**Data**
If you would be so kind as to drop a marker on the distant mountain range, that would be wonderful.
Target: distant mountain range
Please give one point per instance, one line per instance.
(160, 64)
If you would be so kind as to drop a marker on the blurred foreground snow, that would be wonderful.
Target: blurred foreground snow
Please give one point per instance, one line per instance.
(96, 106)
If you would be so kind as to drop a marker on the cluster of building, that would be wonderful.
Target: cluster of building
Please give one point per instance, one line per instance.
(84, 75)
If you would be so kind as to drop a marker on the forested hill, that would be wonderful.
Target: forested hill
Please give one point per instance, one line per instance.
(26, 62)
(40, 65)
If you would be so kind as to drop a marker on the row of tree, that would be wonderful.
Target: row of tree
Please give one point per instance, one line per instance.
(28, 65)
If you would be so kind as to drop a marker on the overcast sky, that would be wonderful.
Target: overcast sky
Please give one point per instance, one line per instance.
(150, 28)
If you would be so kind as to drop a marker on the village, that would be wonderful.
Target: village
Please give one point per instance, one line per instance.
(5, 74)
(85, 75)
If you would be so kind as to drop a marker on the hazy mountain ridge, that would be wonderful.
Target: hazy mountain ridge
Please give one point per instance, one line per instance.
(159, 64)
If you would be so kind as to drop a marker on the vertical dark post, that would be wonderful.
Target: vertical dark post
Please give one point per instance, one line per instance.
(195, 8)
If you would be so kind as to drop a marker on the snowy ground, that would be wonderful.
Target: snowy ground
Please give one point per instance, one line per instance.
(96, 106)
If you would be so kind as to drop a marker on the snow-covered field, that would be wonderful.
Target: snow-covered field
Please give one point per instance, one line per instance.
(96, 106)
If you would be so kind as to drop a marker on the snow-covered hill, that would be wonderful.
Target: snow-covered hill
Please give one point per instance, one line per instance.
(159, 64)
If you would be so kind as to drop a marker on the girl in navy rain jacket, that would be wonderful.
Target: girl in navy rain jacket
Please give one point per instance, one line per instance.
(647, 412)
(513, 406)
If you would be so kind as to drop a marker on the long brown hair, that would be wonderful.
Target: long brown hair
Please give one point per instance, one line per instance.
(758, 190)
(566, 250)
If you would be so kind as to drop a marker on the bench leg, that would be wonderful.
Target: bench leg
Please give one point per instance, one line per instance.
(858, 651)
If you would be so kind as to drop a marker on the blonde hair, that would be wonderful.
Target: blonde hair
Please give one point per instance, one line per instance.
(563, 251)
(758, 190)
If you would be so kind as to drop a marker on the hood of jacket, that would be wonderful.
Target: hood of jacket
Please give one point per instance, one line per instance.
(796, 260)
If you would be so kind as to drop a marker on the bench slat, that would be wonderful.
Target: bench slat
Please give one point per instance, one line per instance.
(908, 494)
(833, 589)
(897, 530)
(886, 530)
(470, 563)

* * *

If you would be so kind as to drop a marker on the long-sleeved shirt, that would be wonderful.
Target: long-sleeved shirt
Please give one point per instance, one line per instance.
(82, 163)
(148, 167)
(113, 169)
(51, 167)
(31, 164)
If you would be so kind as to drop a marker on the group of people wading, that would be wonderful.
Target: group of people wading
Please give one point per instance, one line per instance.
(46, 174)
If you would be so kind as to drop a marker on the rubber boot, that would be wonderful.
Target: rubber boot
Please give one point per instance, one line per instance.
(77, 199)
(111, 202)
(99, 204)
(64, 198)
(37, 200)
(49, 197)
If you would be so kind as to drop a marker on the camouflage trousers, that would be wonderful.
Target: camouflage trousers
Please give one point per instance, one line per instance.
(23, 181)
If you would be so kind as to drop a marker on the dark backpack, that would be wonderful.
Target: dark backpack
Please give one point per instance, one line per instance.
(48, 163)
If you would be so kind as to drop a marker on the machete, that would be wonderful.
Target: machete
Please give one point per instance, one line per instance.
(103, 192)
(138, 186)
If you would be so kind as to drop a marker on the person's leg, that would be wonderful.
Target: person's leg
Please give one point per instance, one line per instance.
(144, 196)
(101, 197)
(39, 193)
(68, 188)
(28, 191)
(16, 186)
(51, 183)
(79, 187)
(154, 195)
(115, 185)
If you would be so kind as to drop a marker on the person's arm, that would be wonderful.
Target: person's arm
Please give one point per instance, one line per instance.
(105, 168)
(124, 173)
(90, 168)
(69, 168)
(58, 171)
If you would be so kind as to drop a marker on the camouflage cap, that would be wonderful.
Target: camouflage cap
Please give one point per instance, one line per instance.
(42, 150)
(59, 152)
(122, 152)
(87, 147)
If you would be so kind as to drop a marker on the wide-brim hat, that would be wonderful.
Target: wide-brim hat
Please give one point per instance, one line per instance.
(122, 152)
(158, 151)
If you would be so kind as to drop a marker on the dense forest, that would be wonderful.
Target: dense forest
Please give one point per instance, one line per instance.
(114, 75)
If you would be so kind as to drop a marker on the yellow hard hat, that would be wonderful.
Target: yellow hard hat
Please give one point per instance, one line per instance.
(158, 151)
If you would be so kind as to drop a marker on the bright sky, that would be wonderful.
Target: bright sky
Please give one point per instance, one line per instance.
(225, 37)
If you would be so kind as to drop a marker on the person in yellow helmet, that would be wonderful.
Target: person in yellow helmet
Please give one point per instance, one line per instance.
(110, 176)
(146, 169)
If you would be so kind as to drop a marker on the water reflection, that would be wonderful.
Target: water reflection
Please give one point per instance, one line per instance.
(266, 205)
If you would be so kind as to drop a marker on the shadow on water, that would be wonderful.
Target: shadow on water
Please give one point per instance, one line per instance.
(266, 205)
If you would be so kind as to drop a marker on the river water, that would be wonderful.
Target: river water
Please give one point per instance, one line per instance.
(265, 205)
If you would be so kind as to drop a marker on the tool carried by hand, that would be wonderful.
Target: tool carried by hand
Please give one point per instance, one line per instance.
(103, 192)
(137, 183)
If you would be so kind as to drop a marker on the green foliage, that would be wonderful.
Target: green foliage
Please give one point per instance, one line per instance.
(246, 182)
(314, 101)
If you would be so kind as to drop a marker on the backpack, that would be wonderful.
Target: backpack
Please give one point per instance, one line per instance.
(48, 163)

---

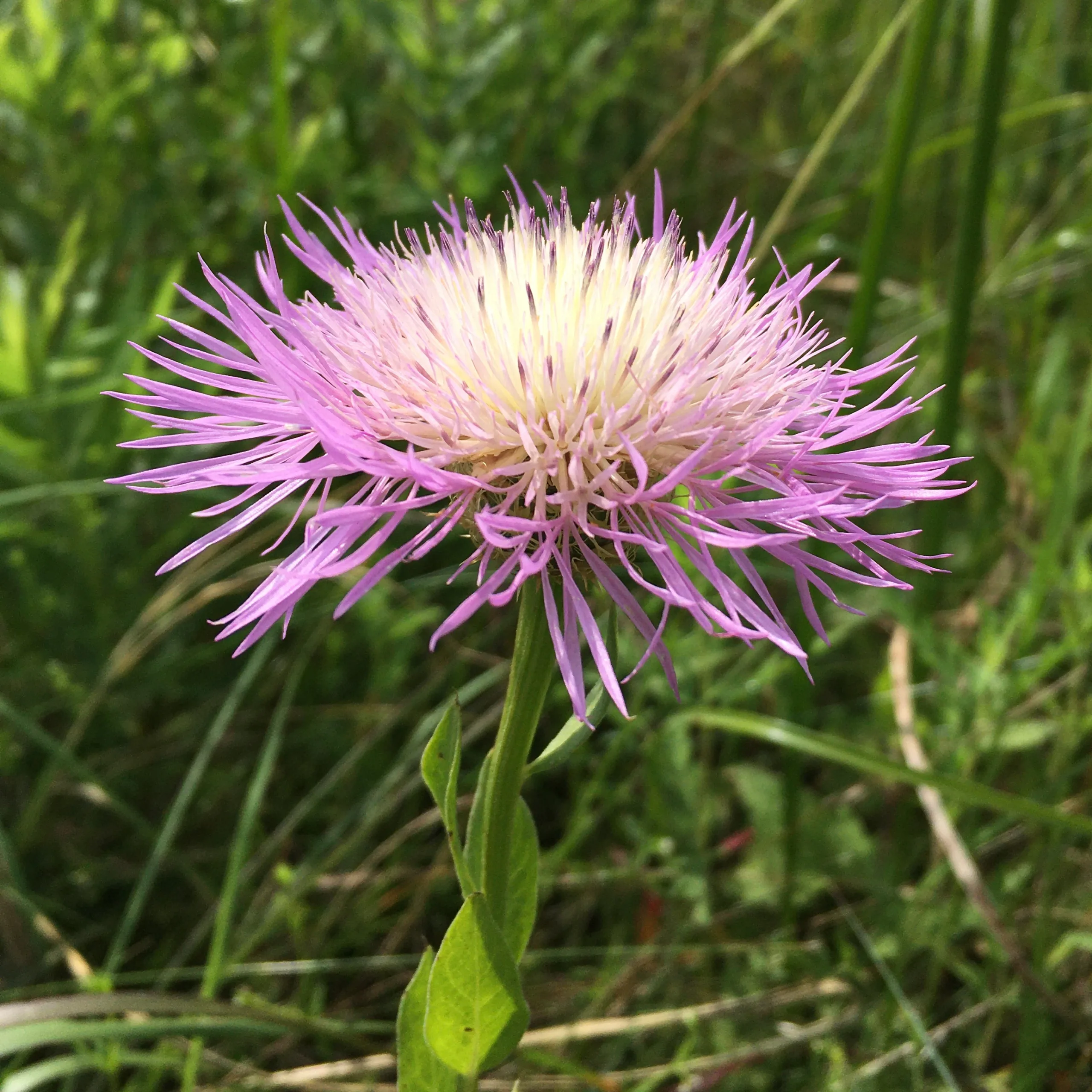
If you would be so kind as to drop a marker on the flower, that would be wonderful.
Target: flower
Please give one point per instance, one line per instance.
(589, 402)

**What you have to do**
Report in full each line of the entries above that contains the word "field". Treat uppercase and lowercase as different.

**Solution for this problem**
If you would be so kind as to drop a marker on the snow-covered field, that would be wonderful.
Target: snow-covered field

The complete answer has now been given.